*INSTRUCTION:*
Turn the lines of the entries below into a numbered list, skipping any blank lines.

=== MATERIAL PROVIDED ===

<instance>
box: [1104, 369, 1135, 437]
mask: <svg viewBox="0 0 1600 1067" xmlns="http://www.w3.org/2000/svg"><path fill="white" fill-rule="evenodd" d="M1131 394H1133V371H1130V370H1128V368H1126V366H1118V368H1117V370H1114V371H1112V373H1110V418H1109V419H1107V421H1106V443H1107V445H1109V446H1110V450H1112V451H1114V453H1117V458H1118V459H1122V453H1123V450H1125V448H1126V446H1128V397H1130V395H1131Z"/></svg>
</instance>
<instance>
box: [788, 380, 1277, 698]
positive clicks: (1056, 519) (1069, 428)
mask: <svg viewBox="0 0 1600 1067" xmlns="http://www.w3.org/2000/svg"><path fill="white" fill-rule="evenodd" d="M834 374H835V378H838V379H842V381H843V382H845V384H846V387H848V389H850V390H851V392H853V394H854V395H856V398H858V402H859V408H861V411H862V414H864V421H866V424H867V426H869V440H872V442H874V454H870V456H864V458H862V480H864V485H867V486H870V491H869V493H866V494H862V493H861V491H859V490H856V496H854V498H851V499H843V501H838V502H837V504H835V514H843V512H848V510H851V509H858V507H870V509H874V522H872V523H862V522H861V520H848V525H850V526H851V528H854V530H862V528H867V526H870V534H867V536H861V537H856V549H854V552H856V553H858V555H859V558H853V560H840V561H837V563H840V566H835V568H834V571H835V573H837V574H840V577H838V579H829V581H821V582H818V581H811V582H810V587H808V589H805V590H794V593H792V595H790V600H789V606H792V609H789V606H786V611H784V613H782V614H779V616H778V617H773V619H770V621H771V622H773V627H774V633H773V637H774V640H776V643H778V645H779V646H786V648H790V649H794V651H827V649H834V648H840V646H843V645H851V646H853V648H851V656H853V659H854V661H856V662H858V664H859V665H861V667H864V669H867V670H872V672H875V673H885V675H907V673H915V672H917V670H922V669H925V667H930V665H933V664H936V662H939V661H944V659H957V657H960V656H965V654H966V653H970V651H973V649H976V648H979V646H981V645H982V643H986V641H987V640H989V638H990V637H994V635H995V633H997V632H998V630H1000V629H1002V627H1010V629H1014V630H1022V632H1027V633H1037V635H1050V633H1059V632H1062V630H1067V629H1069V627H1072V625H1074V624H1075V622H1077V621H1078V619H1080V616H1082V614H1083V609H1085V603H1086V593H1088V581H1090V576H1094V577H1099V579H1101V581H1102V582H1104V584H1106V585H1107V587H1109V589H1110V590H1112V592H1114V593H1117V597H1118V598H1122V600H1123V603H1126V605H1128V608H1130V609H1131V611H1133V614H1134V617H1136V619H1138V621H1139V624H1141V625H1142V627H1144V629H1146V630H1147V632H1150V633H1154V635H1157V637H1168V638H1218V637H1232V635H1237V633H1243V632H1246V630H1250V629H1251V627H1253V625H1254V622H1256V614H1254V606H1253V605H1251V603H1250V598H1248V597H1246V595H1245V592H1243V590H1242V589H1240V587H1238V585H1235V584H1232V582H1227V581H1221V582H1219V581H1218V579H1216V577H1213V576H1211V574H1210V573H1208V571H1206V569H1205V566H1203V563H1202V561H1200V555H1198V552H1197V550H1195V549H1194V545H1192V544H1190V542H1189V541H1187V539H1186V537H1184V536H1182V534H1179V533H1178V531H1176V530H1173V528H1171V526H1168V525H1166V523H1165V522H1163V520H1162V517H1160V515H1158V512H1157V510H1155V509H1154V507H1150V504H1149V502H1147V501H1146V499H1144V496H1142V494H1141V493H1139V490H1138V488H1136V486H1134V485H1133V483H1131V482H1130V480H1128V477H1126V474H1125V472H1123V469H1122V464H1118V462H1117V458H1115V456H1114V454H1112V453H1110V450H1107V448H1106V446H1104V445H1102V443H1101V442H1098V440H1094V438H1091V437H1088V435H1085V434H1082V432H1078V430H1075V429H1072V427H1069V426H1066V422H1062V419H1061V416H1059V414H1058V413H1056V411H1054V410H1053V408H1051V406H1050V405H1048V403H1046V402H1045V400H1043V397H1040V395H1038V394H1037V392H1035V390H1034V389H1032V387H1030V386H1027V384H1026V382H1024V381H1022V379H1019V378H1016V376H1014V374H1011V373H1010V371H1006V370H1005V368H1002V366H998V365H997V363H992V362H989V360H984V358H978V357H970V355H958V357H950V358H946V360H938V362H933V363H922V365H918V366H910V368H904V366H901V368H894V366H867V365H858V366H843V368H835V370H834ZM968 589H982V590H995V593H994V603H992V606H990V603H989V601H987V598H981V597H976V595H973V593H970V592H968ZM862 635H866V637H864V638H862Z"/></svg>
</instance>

===

*EXERCISE ANSWER:*
1. <instance>
2. box: [1104, 369, 1135, 437]
3. mask: <svg viewBox="0 0 1600 1067" xmlns="http://www.w3.org/2000/svg"><path fill="white" fill-rule="evenodd" d="M1131 394H1133V371H1130V370H1128V368H1126V366H1118V368H1117V370H1114V371H1112V373H1110V418H1109V419H1107V421H1106V443H1107V445H1109V446H1110V450H1112V451H1114V453H1117V458H1118V459H1122V453H1123V450H1125V448H1126V446H1128V397H1130V395H1131Z"/></svg>
4. </instance>
5. <instance>
6. box: [788, 380, 1277, 698]
7. positive clicks: (1056, 519) (1069, 428)
8. mask: <svg viewBox="0 0 1600 1067" xmlns="http://www.w3.org/2000/svg"><path fill="white" fill-rule="evenodd" d="M834 374H835V378H838V379H842V381H843V382H845V384H846V387H848V389H850V390H851V392H853V394H854V395H856V398H858V402H859V408H861V411H862V414H864V421H866V424H867V426H869V440H872V442H874V454H870V456H864V458H862V480H864V485H867V486H870V491H869V493H866V494H862V493H861V491H859V490H856V496H854V498H851V499H843V501H838V502H837V504H835V514H843V512H848V510H851V509H858V507H870V509H874V522H872V523H862V522H861V520H848V525H850V526H851V528H854V530H862V528H867V526H870V534H867V536H861V537H856V549H854V552H856V553H858V555H859V558H853V560H840V561H837V563H840V566H835V568H834V571H835V573H837V574H840V577H838V579H829V581H821V582H818V581H811V582H810V587H808V589H805V590H794V593H792V595H790V600H789V606H792V609H789V606H786V611H784V613H782V614H779V616H778V617H773V619H770V621H771V622H773V627H774V633H773V637H774V640H776V643H778V645H779V646H786V648H790V649H794V651H827V649H834V648H840V646H843V645H851V646H853V648H851V656H853V659H854V661H856V662H858V664H859V665H861V667H864V669H867V670H872V672H875V673H885V675H907V673H915V672H917V670H922V669H925V667H930V665H933V664H936V662H939V661H944V659H957V657H960V656H965V654H966V653H970V651H973V649H976V648H979V646H981V645H982V643H986V641H987V640H989V638H990V637H994V635H995V633H997V632H998V630H1000V629H1002V627H1010V629H1014V630H1022V632H1027V633H1037V635H1050V633H1059V632H1062V630H1067V629H1069V627H1072V625H1074V624H1075V622H1077V621H1078V619H1080V616H1082V614H1083V609H1085V603H1086V593H1088V581H1090V576H1094V577H1099V579H1101V581H1102V582H1104V584H1106V585H1107V587H1109V589H1110V590H1112V592H1114V593H1117V597H1118V598H1122V600H1123V603H1126V605H1128V608H1130V609H1131V611H1133V614H1134V617H1136V619H1138V621H1139V624H1141V625H1142V627H1144V629H1146V630H1147V632H1150V633H1154V635H1157V637H1168V638H1218V637H1232V635H1237V633H1243V632H1246V630H1250V629H1251V627H1253V625H1254V622H1256V614H1254V606H1253V605H1251V603H1250V598H1248V597H1246V595H1245V592H1243V590H1242V589H1240V587H1238V585H1235V584H1232V582H1227V581H1221V582H1219V581H1218V579H1216V577H1213V576H1211V574H1210V573H1208V571H1206V569H1205V566H1203V563H1202V561H1200V555H1198V552H1197V550H1195V549H1194V545H1192V544H1190V542H1189V541H1187V539H1186V537H1184V536H1182V534H1179V533H1178V531H1176V530H1173V528H1171V526H1168V525H1166V523H1165V522H1163V520H1162V517H1160V515H1158V512H1157V510H1155V509H1154V507H1150V504H1149V502H1147V501H1146V499H1144V496H1142V494H1141V493H1139V490H1138V488H1136V486H1134V485H1133V483H1131V482H1130V480H1128V477H1126V474H1125V472H1123V469H1122V464H1118V462H1117V458H1115V456H1114V454H1112V453H1110V450H1107V448H1106V446H1104V445H1102V443H1101V442H1098V440H1094V438H1091V437H1088V435H1085V434H1082V432H1078V430H1075V429H1072V427H1069V426H1066V422H1062V419H1061V416H1059V414H1058V413H1056V411H1054V410H1053V408H1051V406H1050V405H1048V403H1046V402H1045V400H1043V397H1040V395H1038V394H1037V392H1035V390H1034V389H1032V387H1030V386H1027V384H1026V382H1024V381H1022V379H1019V378H1016V376H1014V374H1011V373H1010V371H1006V370H1005V368H1002V366H998V365H997V363H992V362H989V360H984V358H978V357H970V355H958V357H950V358H946V360H938V362H933V363H922V365H918V366H910V368H904V366H901V368H894V366H867V365H858V366H843V368H835V370H834ZM968 589H982V590H995V593H994V603H992V606H990V603H989V601H987V598H981V597H976V595H973V593H970V592H968ZM862 635H866V637H864V638H862Z"/></svg>
9. </instance>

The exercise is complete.